ACTIONS TO TAKE:
[A] In the essay on Mansfield and his reviewers, condense the paragraph beginning "I would hope that we could have reached" into a short list that keeps its main points.
[B] According to the essay on Mansfield and his reviewers, in which local paper did two writers argue that men need rescuing from "toxic masculinity"?

PAGE TEXT:
If the Commentary reviewers description is accurate, and why should we doubt her, Mansfield might as well paint a big bullseye on his chest and beg outraged reviewers to throw darts at him. Which they have, of course, almost guaranteeing the financial success of the broadside. His attack on feminists has provoked a hue and cry among those who argue, as did two writers in our local paper, the Philadelphia Inquirer, that men really need to be rescued from social forms of "toxic masculinity."
Reading these reviews provoked a moment of moral crisis: if I could write this kind of glorified balderdash and be assured that I would reap major bucks for it, would I yield to temptation?
Then I had the chastening thought that Mansfield, and those who responded to him, actually took themselves seriously. I stopped being incredulous and began to be concerned. Why, thirty years after the "women's movement" rose and fell in American society, are we blaming "feminists" for the fact that more boys are struggling academically and more get into trouble with the law? On the other hand, why even take Mansfield seriously enough to defend these "feminists", poor dears, whoever they are?
I would hope that we could have reached a point by now where these types of labels are meaningless. Yes, workplace inequality between men and women still exists in America, as do other forms of discrimination. Yes, they need to be fought, in the courts if necessary. By the way, anyone concerned with issues of inequality needs to fight equally hard to make sure our media elites don't silence articulate and reasoned masculine voices. But periodic exchanges of invective only serve to turn our attention away from the real issues.

[Referring expression pointing records]
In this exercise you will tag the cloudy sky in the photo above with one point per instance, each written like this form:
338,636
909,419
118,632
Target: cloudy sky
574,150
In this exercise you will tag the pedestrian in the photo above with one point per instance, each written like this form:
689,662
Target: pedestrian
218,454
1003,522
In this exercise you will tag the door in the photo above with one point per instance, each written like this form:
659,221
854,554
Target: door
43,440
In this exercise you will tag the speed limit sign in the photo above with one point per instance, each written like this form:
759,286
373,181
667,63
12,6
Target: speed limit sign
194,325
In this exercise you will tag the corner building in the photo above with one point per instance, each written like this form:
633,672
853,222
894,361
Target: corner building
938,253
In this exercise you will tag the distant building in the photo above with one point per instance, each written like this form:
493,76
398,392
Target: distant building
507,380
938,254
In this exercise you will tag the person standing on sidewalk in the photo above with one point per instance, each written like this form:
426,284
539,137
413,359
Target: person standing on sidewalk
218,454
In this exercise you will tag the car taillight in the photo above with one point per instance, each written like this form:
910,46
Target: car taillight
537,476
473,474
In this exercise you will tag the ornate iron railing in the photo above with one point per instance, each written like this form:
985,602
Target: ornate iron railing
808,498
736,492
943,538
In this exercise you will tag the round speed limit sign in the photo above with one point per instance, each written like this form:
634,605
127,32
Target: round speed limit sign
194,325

EXERCISE RESPONSES:
[A]
- Labels like "feminist" should be meaningless by now.
- Workplace inequality between men and women still exists in America, along with other forms of discrimination.
- These must be fought, in the courts if necessary.
- People concerned with inequality should also work to keep media elites from silencing articulate, reasoned masculine voices.
- Periodic exchanges of invective only distract from the real issues.

[B] The Philadelphia Inquirer.